**STATED TASK A:** According to the article on Short Message Peer-to-Peer, which company originally designed the protocol?

•••••

= Short Message Peer-to-Peer =

Protocol for transferring short messages

Short Message Peer-to-Peer (SMPP) in the telecommunications industry is an open, industry standard protocol designed to provide a flexible data communication interface for the transfer of short message data between External Short Messaging Entities (ESMEs), Routing Entities (REs) and SMSC.

SMPP is often used to allow third parties (e.g. value-added service providers like news organizations) to submit messages, often in bulk, but it may be used for SMS peering as well. SMPP is able to carry short messages including EMS, voicemail notifications, Cell Broadcasts, WAP messages including WAP Push messages (used to deliver MMS notifications), USSD messages and others. Because of its versatility and support for non-GSM SMS protocols, like UMTS, IS-95 (CDMA), CDMA2000, ANSI-136 (TDMA) and iDEN, SMPP is the most commonly used protocol for short message exchange outside SS7 networks.

==History==

SMPP (Short Message Peer-to-Peer) was originally designed by Aldiscon, a small Irish company that was later acquired by Logica (since 2016, after a number of changes Mavenir). The protocol was originally created by a developer, Ian J Chambers, to test the functionality of the SMSC without using SS7 test equipment to submit messages.

In 1995 the ETSI included the SMPP protocol into the technical report TR 03.39.

In 1999 Logica formally handed over SMPP to the SMPP Developers Forum, later renamed as The SMS Forum.

The SMS Forum disbanded in 2007, with this announcement: "The SMS Forum, a non-profit organization with a mission to develop, foster and promote SMS (short message service) to the benefit of the global wireless industry will disband by July 27, 2007." As part of the original handover terms, SMPP ownership returned to Mavenir.

•••••

**STATED TASK B:** Give only the number of lines in the records that contain the string "girl". Case counts.

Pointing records
•••••

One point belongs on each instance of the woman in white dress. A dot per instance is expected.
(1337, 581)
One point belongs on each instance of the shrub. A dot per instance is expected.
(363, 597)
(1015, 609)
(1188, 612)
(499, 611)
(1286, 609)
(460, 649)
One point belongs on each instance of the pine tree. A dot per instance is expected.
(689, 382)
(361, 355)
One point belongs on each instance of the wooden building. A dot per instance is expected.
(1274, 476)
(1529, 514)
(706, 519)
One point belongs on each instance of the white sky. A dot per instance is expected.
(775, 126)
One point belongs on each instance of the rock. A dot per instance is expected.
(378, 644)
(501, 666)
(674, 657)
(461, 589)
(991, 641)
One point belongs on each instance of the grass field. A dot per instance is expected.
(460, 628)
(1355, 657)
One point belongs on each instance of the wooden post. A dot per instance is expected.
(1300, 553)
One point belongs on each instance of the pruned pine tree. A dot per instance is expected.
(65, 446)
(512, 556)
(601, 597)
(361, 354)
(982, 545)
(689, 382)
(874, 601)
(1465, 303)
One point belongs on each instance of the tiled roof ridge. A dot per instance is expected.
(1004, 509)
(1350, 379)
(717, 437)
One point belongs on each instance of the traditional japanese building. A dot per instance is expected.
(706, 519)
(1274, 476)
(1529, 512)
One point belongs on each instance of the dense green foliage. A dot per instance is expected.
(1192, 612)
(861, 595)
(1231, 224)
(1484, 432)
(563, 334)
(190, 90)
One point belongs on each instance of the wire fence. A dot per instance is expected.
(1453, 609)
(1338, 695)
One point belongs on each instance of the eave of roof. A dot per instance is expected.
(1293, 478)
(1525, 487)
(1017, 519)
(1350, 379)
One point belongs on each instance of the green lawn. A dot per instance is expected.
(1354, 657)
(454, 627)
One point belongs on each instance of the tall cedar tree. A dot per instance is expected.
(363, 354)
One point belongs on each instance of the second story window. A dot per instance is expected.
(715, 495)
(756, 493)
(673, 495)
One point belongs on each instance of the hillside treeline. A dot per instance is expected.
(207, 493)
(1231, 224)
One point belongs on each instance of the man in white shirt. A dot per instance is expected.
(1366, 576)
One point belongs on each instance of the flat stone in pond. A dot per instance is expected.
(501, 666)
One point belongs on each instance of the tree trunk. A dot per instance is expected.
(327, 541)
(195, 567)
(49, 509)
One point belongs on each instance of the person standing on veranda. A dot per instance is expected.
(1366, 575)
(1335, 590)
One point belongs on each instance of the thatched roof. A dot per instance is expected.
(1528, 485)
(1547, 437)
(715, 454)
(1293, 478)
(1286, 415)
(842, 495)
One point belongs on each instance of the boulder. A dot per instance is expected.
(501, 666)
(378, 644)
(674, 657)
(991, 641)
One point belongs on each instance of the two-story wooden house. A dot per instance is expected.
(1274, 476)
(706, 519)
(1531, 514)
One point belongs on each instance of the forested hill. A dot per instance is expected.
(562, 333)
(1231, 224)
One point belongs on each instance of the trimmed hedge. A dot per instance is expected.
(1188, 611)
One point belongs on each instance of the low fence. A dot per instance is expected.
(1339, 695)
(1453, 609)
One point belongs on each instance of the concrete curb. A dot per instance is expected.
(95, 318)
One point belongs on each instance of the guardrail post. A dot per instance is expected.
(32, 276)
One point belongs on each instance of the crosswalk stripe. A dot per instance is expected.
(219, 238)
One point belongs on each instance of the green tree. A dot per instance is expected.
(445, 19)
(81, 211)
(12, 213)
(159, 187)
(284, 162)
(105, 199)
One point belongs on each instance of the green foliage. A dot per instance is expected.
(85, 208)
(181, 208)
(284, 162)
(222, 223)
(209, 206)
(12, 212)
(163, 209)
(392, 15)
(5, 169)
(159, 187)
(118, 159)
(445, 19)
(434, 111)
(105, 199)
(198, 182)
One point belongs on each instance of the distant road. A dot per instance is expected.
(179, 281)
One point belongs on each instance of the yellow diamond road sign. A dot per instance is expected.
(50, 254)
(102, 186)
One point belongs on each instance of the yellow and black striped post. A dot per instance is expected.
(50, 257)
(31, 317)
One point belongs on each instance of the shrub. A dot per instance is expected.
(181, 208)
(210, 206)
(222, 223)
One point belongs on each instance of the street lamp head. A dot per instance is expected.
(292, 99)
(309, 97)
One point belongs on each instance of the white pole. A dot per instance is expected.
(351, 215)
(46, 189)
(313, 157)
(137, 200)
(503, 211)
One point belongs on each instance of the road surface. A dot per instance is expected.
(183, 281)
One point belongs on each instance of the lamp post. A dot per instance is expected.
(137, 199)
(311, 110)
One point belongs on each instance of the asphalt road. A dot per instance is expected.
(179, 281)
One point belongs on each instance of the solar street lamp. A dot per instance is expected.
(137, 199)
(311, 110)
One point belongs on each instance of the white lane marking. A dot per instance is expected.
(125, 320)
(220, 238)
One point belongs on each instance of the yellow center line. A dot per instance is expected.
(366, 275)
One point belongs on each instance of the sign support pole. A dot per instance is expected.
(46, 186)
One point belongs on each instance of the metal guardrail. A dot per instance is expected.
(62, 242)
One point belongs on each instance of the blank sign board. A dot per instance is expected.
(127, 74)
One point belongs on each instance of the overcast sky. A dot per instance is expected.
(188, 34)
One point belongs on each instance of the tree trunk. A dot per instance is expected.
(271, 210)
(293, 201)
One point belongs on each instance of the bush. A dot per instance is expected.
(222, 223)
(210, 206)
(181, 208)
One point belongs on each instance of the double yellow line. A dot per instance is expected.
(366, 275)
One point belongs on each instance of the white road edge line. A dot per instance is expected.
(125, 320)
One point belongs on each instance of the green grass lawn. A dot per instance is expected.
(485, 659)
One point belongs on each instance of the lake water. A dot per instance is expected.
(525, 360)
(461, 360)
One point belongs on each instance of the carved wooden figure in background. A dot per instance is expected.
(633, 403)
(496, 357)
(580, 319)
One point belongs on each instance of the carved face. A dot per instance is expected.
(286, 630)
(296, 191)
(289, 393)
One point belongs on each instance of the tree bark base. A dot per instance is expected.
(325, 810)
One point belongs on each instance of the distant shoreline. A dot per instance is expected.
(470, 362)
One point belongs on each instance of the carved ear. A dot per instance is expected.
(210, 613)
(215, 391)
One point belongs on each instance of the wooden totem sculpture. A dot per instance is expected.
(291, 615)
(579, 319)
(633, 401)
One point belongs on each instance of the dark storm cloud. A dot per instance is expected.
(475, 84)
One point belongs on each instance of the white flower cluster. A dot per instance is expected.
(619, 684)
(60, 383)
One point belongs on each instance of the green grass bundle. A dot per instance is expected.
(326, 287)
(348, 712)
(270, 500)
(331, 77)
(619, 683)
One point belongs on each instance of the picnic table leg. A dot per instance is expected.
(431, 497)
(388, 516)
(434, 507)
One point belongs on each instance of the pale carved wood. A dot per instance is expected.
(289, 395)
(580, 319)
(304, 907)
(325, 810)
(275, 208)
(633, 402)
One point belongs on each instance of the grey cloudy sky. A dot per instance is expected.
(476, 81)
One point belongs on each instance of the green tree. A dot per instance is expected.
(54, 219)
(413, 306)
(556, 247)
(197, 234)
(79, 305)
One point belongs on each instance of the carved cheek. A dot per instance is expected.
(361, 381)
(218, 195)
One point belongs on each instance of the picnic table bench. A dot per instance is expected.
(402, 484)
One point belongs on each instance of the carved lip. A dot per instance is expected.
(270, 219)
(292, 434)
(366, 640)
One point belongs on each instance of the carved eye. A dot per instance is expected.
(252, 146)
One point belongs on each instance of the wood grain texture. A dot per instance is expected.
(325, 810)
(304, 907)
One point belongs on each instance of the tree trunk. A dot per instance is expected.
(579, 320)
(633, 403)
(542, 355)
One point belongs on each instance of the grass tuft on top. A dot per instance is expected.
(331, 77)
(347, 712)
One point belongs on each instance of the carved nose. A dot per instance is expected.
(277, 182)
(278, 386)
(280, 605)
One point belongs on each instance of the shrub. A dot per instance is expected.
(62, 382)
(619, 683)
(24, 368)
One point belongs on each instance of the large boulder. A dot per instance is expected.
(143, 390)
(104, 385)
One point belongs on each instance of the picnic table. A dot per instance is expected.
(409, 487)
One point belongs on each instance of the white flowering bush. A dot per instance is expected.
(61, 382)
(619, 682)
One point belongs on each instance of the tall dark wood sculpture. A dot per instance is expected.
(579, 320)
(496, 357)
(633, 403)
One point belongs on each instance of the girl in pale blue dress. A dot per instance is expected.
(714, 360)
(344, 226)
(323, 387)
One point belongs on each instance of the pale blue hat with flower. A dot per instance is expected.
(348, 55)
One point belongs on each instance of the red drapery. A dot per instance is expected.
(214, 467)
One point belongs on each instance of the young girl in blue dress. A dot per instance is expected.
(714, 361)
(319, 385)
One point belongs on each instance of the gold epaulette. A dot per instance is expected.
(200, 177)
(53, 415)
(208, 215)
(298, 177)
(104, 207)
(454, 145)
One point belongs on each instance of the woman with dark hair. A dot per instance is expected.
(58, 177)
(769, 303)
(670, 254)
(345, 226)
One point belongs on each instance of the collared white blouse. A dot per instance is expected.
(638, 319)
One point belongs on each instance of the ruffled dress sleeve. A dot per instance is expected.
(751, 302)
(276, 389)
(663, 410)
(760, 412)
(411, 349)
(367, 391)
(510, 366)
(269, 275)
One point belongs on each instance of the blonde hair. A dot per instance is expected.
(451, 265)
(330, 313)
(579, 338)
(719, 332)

•••••

**ANSWER A:** Aldiscon, a small Irish company, originally designed it.

**ANSWER B:** 2